__Exercise prompt__: Write out all the items below again, replacing "the arm" with "the gripper" everywhere and changing nothing else. Leave the pictures out.

[Records of labeled boxes]
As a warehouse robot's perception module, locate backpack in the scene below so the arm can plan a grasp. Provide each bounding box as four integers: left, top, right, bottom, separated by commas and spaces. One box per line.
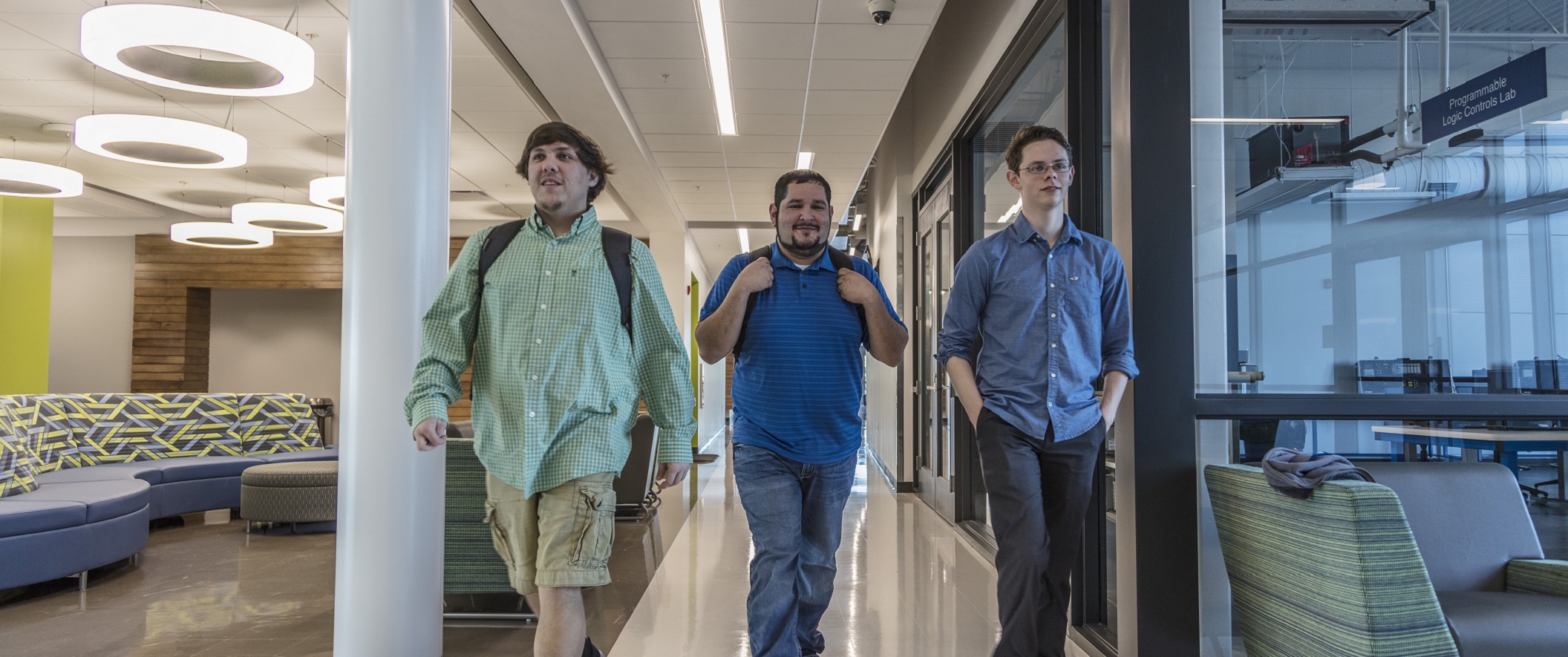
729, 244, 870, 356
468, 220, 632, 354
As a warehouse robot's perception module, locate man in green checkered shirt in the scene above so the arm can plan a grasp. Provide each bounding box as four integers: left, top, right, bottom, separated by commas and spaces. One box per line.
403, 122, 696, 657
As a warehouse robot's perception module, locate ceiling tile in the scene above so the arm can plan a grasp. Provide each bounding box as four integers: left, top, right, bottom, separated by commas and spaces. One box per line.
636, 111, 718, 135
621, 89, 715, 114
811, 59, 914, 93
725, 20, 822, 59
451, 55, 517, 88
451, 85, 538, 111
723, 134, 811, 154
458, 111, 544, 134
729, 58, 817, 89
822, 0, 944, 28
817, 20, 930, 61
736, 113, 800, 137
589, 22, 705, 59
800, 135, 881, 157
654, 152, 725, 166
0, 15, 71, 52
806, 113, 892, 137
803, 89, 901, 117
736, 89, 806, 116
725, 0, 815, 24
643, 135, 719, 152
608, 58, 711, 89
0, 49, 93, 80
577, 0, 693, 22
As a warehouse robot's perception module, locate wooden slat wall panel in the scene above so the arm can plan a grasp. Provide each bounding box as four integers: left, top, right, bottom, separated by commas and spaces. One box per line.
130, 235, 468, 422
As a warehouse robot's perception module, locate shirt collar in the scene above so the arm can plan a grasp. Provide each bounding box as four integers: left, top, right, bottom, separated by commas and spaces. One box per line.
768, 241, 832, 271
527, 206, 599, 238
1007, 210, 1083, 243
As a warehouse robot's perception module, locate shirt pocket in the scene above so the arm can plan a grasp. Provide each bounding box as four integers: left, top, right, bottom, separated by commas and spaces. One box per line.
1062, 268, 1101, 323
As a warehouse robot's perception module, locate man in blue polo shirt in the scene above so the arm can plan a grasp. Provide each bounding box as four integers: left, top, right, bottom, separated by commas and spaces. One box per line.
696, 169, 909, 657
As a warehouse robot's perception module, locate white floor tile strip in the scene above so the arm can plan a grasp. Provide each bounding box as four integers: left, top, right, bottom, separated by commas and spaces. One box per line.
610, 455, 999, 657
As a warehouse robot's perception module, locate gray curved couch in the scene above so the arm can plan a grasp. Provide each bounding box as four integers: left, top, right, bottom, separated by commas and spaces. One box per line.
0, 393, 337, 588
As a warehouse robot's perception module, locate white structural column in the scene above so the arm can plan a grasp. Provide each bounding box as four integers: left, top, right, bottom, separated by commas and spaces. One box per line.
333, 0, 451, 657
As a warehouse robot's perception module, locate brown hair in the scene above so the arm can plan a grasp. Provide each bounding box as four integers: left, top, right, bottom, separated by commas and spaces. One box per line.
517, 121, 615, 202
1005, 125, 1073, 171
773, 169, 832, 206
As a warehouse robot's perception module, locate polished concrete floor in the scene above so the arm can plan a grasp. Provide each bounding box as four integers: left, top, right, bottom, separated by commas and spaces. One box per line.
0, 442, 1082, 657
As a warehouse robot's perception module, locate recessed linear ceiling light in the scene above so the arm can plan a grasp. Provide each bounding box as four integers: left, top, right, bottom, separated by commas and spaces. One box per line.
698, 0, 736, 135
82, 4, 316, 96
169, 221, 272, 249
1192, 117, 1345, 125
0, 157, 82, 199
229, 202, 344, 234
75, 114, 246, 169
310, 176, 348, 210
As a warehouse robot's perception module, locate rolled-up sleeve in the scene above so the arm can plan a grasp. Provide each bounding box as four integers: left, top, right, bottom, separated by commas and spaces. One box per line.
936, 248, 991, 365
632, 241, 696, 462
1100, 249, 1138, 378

__Exercise response__:
As a warehouse robot's perception module, locate backpack in the scene below so the gripper can plan a grasp. Provide each bounding box as four integers: left, top, right, bottom, separated by commas and spaces. One box per line.
729, 244, 870, 356
468, 220, 632, 354
As a warehouse robot's perception module, locate man in green checkered shirt in the scene above so the gripper can plan a grasp. Provide each bounding box as four integers: left, top, right, bottom, separated by commas and spaces. One box per line.
403, 122, 696, 657
As a warehouse robot's perception module, locate ceiling tile in the scene above so the gripper can plan a grasp. Provide each bounding box as four integers: left, top, right, bottom, separated by commas and spaces. One box per line.
636, 111, 718, 135
621, 89, 715, 114
811, 59, 914, 93
725, 20, 822, 59
451, 55, 517, 88
451, 85, 538, 111
723, 134, 811, 154
458, 111, 544, 134
729, 58, 817, 89
822, 0, 944, 28
817, 20, 930, 61
736, 113, 800, 137
589, 22, 705, 59
800, 135, 881, 157
654, 152, 725, 166
0, 15, 71, 52
806, 113, 892, 137
803, 89, 901, 117
736, 89, 806, 116
725, 0, 815, 24
643, 135, 719, 152
608, 58, 711, 89
0, 49, 93, 80
577, 0, 693, 22
As a warehouse robot's perception module, locate wooden slat wall panel in the scene above so the gripper can plan a grasp. Provide each bounding box as four integers: left, top, right, bottom, separated by commas and spaces. One box per line.
130, 235, 468, 422
As a warehouse robot's perception module, locate shirt collar in the scene above so the gripper can plan a grasp. Provide each bounding box as four integers: left, top, right, bottom, separated by commas and spaces. One box per line.
768, 241, 832, 271
527, 206, 599, 238
1007, 210, 1083, 243
As a warehouse robot's perception module, locate shirt pocket in the scene above so the gripper can plan a grasp. Provide each bounding box as four integers: left, top, right, bottom, separated by commas and spaces. One box per line.
1062, 268, 1101, 323
As a warehouse robot's perception module, locate man in blue polo shirt in the scene above so the gripper can plan a grasp. Provide each bounding box as four integers: left, top, right, bottom, separated by commas and spaces. One box per line.
696, 169, 909, 657
As a warehouse robot's perception module, locate white floor tile strip in the scene above so the gripper can plan a grasp. Provide each bounding box as four integers: left, top, right, bottom, separated by commas and spaces. One box per line.
610, 455, 999, 657
As a warehouse robot's perception module, locate gray curved couch in the scene above so the gripper can plan a grasp. Provide each bounding box as four integers: left, top, right, bottom, separated by commas and spaces. One box per line.
0, 393, 337, 588
As a warehouse robot's perception module, locate white structural column in the scene above so the gripper can plan a grasp. Provide each bounding box as four integers: left, top, right, bottom, separated by commas and spaces. One box per line.
333, 0, 451, 657
As a warehouse robot's perception module, locate brown hair in the scene above so the gripper can plan a grasp. Provide each bounding box as four integers: left, top, right, bottom, separated by commas and spaces. One box per line.
517, 121, 615, 202
1005, 125, 1073, 171
773, 169, 832, 206
As a warehouse robot's perception module, locate polished concrete floor in the scene above so the gripper can plan a grasp. Provide each bounding box as four integers: left, top, right, bottom, separated by commas and spaces. One box per line.
0, 442, 1082, 657
As a warehouse robot's perception module, locate recessed linear ceiling light in the scene above so the gripper can plan a grasp. Provide each bounding box as four integers: left, top, right, bottom, separated by commas and spaces. One box per line.
698, 0, 736, 135
82, 4, 316, 96
169, 221, 272, 249
1192, 117, 1345, 125
0, 157, 82, 199
229, 202, 344, 234
75, 114, 246, 169
310, 176, 348, 210
As a warehouse robot's perception module, locate rolled-up sleeve in the scene above so the gripper can plan a grasp. Provide each bounding box as four integers: left, top, right, bottom, separated by commas and spaces. One box per line.
936, 248, 991, 365
632, 241, 696, 462
1100, 249, 1138, 378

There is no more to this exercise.